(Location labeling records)
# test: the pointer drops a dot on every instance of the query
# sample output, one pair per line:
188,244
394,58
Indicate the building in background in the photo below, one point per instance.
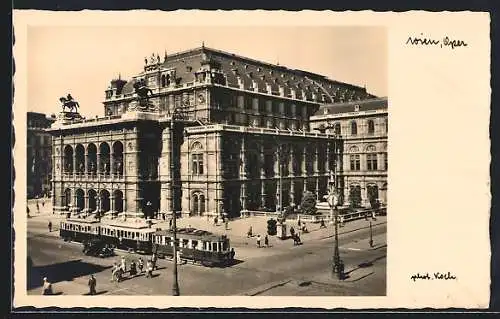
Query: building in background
39,155
247,127
363,126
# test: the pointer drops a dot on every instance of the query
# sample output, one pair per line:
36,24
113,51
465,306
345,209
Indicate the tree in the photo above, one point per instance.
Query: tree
308,205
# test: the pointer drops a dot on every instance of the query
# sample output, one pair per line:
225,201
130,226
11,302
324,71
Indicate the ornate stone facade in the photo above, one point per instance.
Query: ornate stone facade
241,119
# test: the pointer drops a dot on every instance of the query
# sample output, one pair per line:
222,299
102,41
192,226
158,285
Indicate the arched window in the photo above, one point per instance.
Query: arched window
197,159
337,130
372,192
355,162
355,195
371,127
354,128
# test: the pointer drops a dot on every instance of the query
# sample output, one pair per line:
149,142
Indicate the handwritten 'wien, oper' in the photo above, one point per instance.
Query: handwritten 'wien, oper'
436,275
447,42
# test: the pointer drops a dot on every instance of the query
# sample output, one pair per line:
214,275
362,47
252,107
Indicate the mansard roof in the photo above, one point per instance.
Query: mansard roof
356,106
238,69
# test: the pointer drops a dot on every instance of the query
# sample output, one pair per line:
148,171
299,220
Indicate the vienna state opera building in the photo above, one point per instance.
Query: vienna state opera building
206,132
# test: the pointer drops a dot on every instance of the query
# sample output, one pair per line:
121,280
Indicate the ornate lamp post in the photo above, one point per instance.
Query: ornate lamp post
333,202
371,234
176,115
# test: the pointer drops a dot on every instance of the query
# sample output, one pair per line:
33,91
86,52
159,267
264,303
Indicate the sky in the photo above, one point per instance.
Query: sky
83,60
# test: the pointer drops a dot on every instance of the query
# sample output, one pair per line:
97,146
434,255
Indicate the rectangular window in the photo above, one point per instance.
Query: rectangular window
371,161
197,164
355,163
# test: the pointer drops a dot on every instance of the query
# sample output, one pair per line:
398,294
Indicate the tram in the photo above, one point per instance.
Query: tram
79,230
129,238
196,245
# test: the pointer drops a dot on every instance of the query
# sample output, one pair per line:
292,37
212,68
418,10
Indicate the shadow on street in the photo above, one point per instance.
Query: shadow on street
65,271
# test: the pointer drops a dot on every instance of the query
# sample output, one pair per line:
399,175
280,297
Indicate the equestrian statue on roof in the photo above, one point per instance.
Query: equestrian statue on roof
143,93
69,103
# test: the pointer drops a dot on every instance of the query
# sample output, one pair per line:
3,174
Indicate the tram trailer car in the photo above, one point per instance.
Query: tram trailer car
199,246
128,238
78,230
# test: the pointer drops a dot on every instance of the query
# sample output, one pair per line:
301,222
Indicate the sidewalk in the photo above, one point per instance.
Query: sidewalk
237,229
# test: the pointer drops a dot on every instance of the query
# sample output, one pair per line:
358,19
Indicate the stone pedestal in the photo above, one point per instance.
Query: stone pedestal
281,231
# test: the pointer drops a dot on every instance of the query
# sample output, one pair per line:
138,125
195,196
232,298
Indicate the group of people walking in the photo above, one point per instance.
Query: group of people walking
135,268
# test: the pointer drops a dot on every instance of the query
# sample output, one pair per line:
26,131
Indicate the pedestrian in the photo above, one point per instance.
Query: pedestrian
154,258
133,269
123,264
47,287
322,223
141,265
149,269
113,271
92,285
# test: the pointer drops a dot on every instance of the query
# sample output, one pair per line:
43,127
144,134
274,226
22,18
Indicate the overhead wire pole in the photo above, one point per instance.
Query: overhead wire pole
173,191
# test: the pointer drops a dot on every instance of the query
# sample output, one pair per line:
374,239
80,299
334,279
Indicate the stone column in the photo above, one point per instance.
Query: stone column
304,161
112,203
327,164
292,192
263,194
243,172
98,162
86,165
111,161
262,162
243,196
86,203
316,159
74,161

# DO THIS:
Extract every line of the data exactly; pictures stay out.

# OUTPUT:
# test: the pointer drops a dot on every instance of the query
# sample output, one pair per line:
188,244
394,58
Indicate the building in background in the photo below, one point per instance.
Query: building in background
39,155
247,127
363,126
# test: the pointer drops a dot on every instance of the query
# sample output, one pair per line:
36,24
113,51
465,306
345,209
Indicate the tree in the photo above, one point per instance.
Query: tree
308,205
# test: the pointer drops a dot on every instance of the query
# sample output, one pair per line:
225,201
130,226
11,302
324,71
Indicate the ornate stone facade in the photo above, one point per instance.
Query: ornate stone facade
241,119
# test: the pointer drops a dot on every instance of the query
# sample output, one pair per line:
222,299
102,41
192,226
158,285
Indicate the arched window in the photo above, one point per instance.
Query: arched window
197,159
337,130
372,192
355,162
355,195
371,127
354,128
# test: the pointer drops a dot on every instance of the query
# sample output, one pair per line:
149,142
Indicate the handwritten 'wien, oper' in the photo above, one point per instance.
Query: handwritten 'wien, oper'
436,275
447,42
# test: the pointer drops a dot on every instance of the query
# sample output, one pair per line:
214,275
362,47
252,107
Indicate the mansard roof in the photo above, one point per instance.
Query: mansard roof
356,106
238,69
# test: the pointer drops a dot on every instance of the query
# sample output, one pair per line:
148,171
299,220
Indicate the vienna state opera building in the photo above, one point per instance.
Query: vienna state opera building
206,132
# test: the pointer drops a dot on every instance of the query
# sample output, one pair per line:
121,280
Indicate the ornate lamp post in the photo above, one point per instance.
Query: ornate lamp post
333,202
371,234
176,115
# test: the pointer drops a dot on every instance of the query
# sample output, one pair per line:
33,91
86,52
159,267
264,303
Indicate the sky in the photo above, one point per instance.
Query: sky
83,60
# test: the pointer drops a dot on every instance of the query
# sample output, one pair per line:
97,146
434,255
Indicate the rectangular window in the photo above, one point per instance.
Query: rectangular window
371,161
197,164
355,163
# test: the pointer drops a dot on every instance of the query
# sample output, one pair per line:
398,294
Indicate the tram in the photo above, one point per instance.
Query: tram
79,230
129,238
196,245
# test: the pointer drops a dot on every instance of the query
# sample output, one pair per line:
292,37
212,68
418,10
Indicate the shadow on street in the photo above, one point per instance.
Query: shadow on street
65,271
# test: the pointer drops a dot on every instance of the query
# sample output, one pair per line:
399,175
280,297
Indicate the equestrian statue on roof in the photo above, one point per instance.
Query: equestrian statue on roof
143,93
69,103
# test: the pointer drops a dot on every instance of the query
# sample output, one pair per line:
3,174
Indicate the tram trailer car in the photo above, one point per instance.
Query: tram trailer car
199,246
128,238
78,230
# test: the pointer drops a dot on every instance of the query
# sample output, one pair per line:
301,222
Indicate the sidewalk in the photo above, one point per instance.
Query: sidewalk
237,229
# test: the pointer drops a dot on every instance of the query
# sample output, one pair per line:
358,19
Indicate the stone pedestal in the photo above, one point per instance.
Query: stone pedestal
281,231
# test: the pointer drops a dot on every instance of the query
# sample output, one pair per line:
138,125
195,196
232,298
Indicate the group of people walking in the photo above, one point per instance.
Query: group of people walking
135,268
# test: the pointer drops a dot on every instance of the query
# sample output, one pair per line:
26,131
Indicate the pedestrian in the photo above, one point per instance.
Query: pedestrian
154,258
133,269
123,264
47,287
322,223
141,265
149,269
113,271
92,285
# test: the pointer drops a dot on every instance of the query
# sample output, one pair per line:
43,127
144,134
274,226
22,18
Indicate the overhead wire pole in the photo above, one point per instance.
Query: overhead wire pole
173,191
# test: the pointer drops a dot on every instance of the query
# sample output, one pair per line:
374,239
80,299
334,279
Indicate the stone column in the photo above, one point per instance.
Query: stone column
304,161
112,203
327,164
292,192
263,194
243,172
98,162
86,165
111,161
262,162
243,196
86,203
316,159
74,161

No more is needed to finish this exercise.